→ **GIVEN ENTRIES**:

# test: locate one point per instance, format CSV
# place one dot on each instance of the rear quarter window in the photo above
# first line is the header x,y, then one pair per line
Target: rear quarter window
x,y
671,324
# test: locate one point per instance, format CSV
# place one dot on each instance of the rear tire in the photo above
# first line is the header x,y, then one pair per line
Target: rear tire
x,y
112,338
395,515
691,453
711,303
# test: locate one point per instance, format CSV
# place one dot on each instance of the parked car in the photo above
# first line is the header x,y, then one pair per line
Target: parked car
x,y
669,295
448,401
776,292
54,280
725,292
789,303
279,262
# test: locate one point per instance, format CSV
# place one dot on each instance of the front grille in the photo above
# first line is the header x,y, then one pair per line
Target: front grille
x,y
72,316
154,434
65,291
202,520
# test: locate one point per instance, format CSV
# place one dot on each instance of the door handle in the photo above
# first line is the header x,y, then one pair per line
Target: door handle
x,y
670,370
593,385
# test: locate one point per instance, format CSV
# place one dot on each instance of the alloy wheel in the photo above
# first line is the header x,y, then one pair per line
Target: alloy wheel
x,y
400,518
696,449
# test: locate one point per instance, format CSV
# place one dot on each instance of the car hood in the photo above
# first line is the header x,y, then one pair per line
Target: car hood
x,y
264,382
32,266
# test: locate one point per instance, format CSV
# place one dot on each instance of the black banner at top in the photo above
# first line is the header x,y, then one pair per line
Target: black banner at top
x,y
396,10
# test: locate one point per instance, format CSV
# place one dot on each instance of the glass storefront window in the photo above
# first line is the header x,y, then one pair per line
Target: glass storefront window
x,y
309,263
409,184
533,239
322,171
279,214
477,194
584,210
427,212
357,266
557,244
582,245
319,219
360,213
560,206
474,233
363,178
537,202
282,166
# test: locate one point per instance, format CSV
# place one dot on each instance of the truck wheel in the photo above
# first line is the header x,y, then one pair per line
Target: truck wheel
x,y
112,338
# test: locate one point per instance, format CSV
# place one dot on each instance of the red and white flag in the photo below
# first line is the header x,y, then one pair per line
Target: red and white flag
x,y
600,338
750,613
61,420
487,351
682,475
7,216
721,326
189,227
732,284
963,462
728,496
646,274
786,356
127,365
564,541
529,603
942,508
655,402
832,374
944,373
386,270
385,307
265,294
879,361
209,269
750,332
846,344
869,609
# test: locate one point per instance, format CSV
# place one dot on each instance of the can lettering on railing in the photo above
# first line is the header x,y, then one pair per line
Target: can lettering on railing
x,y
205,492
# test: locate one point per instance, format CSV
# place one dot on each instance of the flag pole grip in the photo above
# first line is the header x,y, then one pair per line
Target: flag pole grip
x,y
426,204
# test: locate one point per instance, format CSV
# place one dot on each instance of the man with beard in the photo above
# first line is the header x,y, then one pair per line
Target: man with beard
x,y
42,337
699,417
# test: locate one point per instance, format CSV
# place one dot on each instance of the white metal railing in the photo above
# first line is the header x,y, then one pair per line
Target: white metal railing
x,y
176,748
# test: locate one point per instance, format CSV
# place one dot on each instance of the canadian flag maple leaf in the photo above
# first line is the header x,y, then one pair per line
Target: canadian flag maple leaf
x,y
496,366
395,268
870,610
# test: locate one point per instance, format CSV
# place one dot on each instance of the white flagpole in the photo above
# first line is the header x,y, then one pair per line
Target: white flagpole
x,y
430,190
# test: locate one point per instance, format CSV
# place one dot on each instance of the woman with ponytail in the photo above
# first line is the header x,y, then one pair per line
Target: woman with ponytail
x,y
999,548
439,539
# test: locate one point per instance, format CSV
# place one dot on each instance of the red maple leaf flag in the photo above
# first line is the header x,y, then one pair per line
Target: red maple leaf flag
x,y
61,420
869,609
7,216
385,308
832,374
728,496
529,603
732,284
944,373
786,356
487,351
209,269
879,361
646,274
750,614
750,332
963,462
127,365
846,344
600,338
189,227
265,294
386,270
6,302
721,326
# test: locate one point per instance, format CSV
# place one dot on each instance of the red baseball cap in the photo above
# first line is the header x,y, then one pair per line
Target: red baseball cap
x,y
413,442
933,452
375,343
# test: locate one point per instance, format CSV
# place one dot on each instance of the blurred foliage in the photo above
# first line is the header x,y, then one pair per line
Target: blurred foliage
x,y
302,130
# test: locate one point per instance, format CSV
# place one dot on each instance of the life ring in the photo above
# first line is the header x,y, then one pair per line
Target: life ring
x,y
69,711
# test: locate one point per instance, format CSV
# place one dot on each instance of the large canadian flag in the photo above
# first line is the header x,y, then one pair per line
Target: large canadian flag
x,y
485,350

→ **YOUR TASK**: Which lines in the records above contain the word "foliage"? Copy each one, treating uppercase and lowercase as different.

→ **SOLUTION FOR THIS PROBLEM**:
# place one dot on each instance of the blurred foliage in the photo above
Target: blurred foliage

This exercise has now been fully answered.